PROBLEM STATEMENT: Set down the material again. Keep every line exactly as it is.

** DATASET EXCERPTS follows **

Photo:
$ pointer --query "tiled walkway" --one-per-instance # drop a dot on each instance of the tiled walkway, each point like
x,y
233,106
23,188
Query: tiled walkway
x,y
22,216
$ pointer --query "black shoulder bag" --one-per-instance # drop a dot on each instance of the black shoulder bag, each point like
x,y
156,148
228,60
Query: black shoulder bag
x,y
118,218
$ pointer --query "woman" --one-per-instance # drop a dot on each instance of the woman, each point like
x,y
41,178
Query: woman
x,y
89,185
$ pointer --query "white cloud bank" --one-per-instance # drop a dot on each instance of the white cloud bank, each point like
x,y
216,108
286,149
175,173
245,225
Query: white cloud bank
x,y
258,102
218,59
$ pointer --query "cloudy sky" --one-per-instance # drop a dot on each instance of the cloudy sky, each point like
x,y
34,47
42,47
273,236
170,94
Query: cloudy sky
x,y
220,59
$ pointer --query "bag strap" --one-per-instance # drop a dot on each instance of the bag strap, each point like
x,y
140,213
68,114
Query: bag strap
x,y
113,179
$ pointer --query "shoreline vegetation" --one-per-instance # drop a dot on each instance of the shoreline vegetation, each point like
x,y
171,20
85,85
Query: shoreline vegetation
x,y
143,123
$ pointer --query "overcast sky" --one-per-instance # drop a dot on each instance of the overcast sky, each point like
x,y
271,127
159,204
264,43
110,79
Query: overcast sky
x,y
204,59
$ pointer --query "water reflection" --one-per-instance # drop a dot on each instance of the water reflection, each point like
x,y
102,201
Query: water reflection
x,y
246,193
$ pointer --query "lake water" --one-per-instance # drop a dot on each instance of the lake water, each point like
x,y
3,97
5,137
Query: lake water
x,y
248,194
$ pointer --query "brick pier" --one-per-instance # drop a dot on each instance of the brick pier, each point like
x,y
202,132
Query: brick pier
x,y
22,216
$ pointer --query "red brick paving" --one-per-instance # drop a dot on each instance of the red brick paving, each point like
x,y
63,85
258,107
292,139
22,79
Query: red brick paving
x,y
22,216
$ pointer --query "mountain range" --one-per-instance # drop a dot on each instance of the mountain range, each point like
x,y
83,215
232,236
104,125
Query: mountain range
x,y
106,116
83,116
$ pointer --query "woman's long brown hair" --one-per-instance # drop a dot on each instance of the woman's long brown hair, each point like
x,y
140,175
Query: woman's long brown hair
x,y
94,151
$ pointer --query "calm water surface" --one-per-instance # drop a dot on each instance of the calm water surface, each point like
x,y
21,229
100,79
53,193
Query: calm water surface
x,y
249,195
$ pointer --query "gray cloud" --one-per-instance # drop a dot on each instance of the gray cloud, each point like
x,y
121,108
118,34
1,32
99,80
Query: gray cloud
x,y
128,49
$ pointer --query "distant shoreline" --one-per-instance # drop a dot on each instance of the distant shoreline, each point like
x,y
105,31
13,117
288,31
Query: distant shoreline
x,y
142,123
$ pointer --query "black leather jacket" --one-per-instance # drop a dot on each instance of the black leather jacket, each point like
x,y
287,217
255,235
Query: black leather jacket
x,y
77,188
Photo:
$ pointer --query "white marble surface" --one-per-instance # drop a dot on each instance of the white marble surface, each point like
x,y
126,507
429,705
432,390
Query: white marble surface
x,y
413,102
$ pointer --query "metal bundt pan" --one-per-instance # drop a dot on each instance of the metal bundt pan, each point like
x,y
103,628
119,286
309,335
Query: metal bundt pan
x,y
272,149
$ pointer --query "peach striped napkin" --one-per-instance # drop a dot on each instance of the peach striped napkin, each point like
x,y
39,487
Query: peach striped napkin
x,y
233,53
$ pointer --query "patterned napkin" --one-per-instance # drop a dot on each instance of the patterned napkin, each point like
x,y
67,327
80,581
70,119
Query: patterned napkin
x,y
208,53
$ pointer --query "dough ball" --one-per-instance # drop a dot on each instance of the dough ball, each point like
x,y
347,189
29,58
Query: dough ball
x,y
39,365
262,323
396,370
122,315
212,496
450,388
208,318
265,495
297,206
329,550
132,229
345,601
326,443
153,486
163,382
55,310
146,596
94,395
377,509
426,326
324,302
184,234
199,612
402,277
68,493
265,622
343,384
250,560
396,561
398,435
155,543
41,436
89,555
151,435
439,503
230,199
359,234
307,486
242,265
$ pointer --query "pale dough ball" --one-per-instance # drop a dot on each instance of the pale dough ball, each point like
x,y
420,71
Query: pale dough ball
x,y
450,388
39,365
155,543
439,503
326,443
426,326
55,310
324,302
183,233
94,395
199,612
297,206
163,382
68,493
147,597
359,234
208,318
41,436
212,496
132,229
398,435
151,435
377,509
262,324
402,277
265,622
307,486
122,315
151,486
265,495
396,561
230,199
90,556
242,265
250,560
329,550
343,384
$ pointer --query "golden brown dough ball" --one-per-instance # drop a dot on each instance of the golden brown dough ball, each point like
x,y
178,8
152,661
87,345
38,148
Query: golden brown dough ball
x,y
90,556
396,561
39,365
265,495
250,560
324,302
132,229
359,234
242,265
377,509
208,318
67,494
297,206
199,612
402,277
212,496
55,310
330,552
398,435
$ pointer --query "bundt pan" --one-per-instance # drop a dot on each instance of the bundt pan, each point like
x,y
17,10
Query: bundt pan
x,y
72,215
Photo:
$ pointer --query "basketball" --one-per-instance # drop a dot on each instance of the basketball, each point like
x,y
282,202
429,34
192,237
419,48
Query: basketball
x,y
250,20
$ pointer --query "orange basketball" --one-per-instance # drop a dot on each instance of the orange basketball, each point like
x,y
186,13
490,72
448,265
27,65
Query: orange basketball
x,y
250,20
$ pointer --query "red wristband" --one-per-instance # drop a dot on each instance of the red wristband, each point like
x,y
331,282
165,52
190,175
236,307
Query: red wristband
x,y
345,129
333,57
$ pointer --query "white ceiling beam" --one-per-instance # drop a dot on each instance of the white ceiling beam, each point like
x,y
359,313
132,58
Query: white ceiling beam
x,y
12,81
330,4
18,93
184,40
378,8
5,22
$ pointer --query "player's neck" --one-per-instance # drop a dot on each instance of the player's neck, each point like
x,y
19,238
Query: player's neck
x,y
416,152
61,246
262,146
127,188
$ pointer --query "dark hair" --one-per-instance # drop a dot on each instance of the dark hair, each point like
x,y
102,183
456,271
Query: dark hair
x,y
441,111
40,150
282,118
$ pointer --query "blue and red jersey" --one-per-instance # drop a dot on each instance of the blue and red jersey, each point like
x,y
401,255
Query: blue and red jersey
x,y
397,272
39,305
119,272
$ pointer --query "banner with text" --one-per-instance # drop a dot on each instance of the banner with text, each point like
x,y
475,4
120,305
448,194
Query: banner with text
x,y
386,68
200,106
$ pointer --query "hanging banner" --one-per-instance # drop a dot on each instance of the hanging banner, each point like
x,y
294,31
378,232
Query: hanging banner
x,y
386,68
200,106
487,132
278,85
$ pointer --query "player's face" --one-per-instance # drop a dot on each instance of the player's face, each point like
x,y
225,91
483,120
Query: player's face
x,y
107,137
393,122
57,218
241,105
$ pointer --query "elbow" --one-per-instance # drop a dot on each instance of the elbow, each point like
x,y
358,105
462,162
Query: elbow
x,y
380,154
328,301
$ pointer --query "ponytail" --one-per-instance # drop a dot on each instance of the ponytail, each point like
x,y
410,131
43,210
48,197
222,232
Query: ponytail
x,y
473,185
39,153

** End of DATASET EXCERPTS **

SOLUTION TO THE PROBLEM:
Photo:
$ pointer --query "tiled walkway" --one-per-instance # drop a dot on each instance of the tiled walkway, each point like
x,y
233,106
23,188
Query: tiled walkway
x,y
22,216
$ pointer --query "black shoulder bag" --one-per-instance # drop a dot on each instance of the black shoulder bag, each point like
x,y
156,148
228,60
Query: black shoulder bag
x,y
118,218
$ pointer --query "woman" --one-per-instance # drop a dot on each instance of the woman, each point like
x,y
41,178
Query: woman
x,y
89,185
$ pointer --query "white cloud bank" --one-per-instance # drop a dot on each instance of the white cloud bank, each point like
x,y
216,108
286,149
175,173
245,225
Query: white cloud bank
x,y
258,102
218,59
$ pointer --query "cloudy sky" --one-per-instance # drop a dot on each instance of the cloudy sky, each point like
x,y
34,47
42,47
273,236
170,94
Query: cloudy sky
x,y
220,59
$ pointer --query "bag strap" --one-per-instance # drop a dot on each instance of the bag strap, each point like
x,y
140,213
68,114
Query: bag strap
x,y
113,179
$ pointer --query "shoreline vegetation" --one-per-instance # drop a dot on each instance of the shoreline vegetation, each point like
x,y
171,20
85,85
Query: shoreline vegetation
x,y
143,123
$ pointer --query "overcast sky" --one-per-instance # drop a dot on each instance of the overcast sky, each point like
x,y
271,127
159,204
264,43
110,79
Query: overcast sky
x,y
204,59
$ pointer --query "water reflection" --one-per-instance # drop a dot on each instance of the water reflection, each point like
x,y
102,201
Query: water reflection
x,y
246,193
$ pointer --query "lake water" --one-per-instance # drop a dot on each instance of the lake water, each point like
x,y
3,97
5,137
Query: lake water
x,y
248,194
$ pointer --query "brick pier" --one-per-instance # drop a dot on each instance of the brick pier, each point like
x,y
202,132
Query: brick pier
x,y
22,216
$ pointer --query "red brick paving" --one-per-instance # drop a dot on each instance of the red brick paving, each point like
x,y
63,85
258,107
292,139
22,79
Query: red brick paving
x,y
22,216
$ pointer --query "mountain range" --one-per-instance # drop a dot on each instance of the mountain range, each point like
x,y
83,215
232,236
104,125
Query: mountain range
x,y
106,116
83,116
$ pointer --query "woman's long brown hair" --one-per-instance # drop a dot on each instance of the woman's long brown hair, each point like
x,y
140,175
Query: woman's long brown hair
x,y
94,151
$ pointer --query "calm water surface" --one-per-instance # drop a dot on each instance of the calm water surface, each point like
x,y
21,229
100,79
53,193
Query: calm water surface
x,y
249,195
$ pointer --query "gray cloud" --one-per-instance # drop a dot on each instance of the gray cloud, each point like
x,y
121,108
118,34
1,32
99,80
Query: gray cloud
x,y
128,49
$ pointer --query "distant shoreline" --one-per-instance # drop a dot on each instance of the distant shoreline, each point like
x,y
105,31
13,117
288,31
Query: distant shoreline
x,y
142,123
$ pointer --query "black leather jacket" --one-per-instance # drop a dot on each instance of the black leather jacket, each point like
x,y
287,217
255,235
Query: black leather jacket
x,y
77,188
Photo:
$ pointer --query "white marble surface" --one-per-instance # drop a dot on each instance of the white marble surface, each point like
x,y
126,507
429,705
432,390
Query: white marble surface
x,y
413,102
$ pointer --query "metal bundt pan" --one-per-instance # drop a dot on each instance of the metal bundt pan, each point like
x,y
103,628
119,286
309,335
Query: metal bundt pan
x,y
272,149
$ pointer --query "peach striped napkin" --one-per-instance # drop a dot on each instance of the peach striped napkin, each point like
x,y
39,487
Query: peach striped napkin
x,y
233,53
$ pointer --query "patterned napkin" --one-per-instance # drop a dot on each instance of the patterned napkin, each point like
x,y
67,327
80,581
70,119
Query: patterned napkin
x,y
208,53
$ pointer --query "dough ball" --one-per-instance # drop a dot on each instance of the dough ball, each point like
x,y
347,189
29,58
Query: dough ball
x,y
39,365
262,323
396,370
122,315
212,496
450,388
208,318
265,495
297,206
329,550
132,229
345,601
326,443
153,486
163,382
55,310
146,596
94,395
377,509
426,326
324,302
184,234
199,612
402,277
68,493
265,622
343,384
250,560
396,561
398,435
155,543
41,436
89,555
151,435
439,503
230,199
359,234
307,486
242,265
$ pointer --query "pale dough ball" --one-per-instance # drop a dot on each instance of the pale dough ball, each point like
x,y
420,71
Query: pale dough ball
x,y
450,388
39,365
155,543
439,503
326,443
426,326
55,310
324,302
183,233
94,395
199,612
297,206
163,382
68,493
147,597
359,234
208,318
41,436
212,496
132,229
398,435
151,435
377,509
262,324
402,277
265,622
307,486
122,315
151,486
265,495
396,561
230,199
90,556
242,265
250,560
329,550
343,384
$ pointer --query "golden brown dough ball" --one-per-instance # drop a dot on each instance of the golden brown dough ball, each point like
x,y
178,8
152,661
87,345
38,148
Query: golden brown dough ball
x,y
90,556
396,561
39,365
265,495
250,560
324,302
132,229
359,234
242,265
377,509
208,318
67,494
297,206
199,612
402,277
212,496
55,310
330,552
398,435
$ pointer --query "bundt pan" --one-per-instance # drop a dot on each instance of the bundt pan, each point like
x,y
17,10
Query: bundt pan
x,y
72,215
Photo:
$ pointer --query "basketball" --one-per-instance # drop a dot on each instance of the basketball, each point like
x,y
282,202
429,34
192,237
419,48
Query: basketball
x,y
250,20
$ pointer --query "orange basketball" --one-per-instance # drop a dot on each instance of the orange basketball, each point like
x,y
186,13
490,72
448,265
27,65
Query: orange basketball
x,y
250,20
$ pointer --query "red wristband" --one-per-instance # drop a dot on each instance of the red wristband, each point like
x,y
331,282
165,52
190,175
236,307
Query: red wristband
x,y
345,129
333,57
$ pointer --query "white ceiling beam" --one-per-instance # drop a dot on each instance of the white ceiling beam, each point like
x,y
359,313
132,58
Query: white ceiling beam
x,y
12,81
330,4
18,93
184,40
378,8
5,22
$ pointer --query "player's neck" --one-per-instance # drop a dot on each instance of the player's neck, each point like
x,y
19,238
Query: player's neck
x,y
416,152
61,246
262,146
127,188
$ pointer --query "dark hair" --one-per-instance # drop a dot on each instance of the dark hair, each point like
x,y
102,183
456,271
Query: dark hair
x,y
441,111
40,150
282,118
$ pointer --query "blue and red jersey" --one-per-instance # drop a dot on each instance of the blue and red jersey, each point like
x,y
401,255
Query: blue and red jersey
x,y
397,272
39,305
119,272
$ pointer --query "banner with text" --one-per-instance # drop a dot on each instance of the banner with text, each point like
x,y
475,4
120,305
448,194
Query: banner with text
x,y
386,68
200,106
$ pointer --query "hanging banner" --one-per-instance # drop a dot on each instance of the hanging banner, each point like
x,y
294,31
378,232
Query: hanging banner
x,y
386,68
200,106
487,132
278,85
$ pointer --query "player's face" --one-per-instance # drop a dot on each instance of the player's face, each point like
x,y
225,91
483,120
Query: player's face
x,y
107,137
393,122
57,218
241,105
$ pointer --query "elbow" --one-per-instance # drop a dot on each instance of the elbow, each point like
x,y
358,105
462,162
Query: elbow
x,y
380,154
328,301
$ pointer --query "ponytail" --one-per-instance # drop a dot on each instance of the ponytail, each point like
x,y
410,131
43,210
48,197
222,232
Query: ponytail
x,y
473,185
39,153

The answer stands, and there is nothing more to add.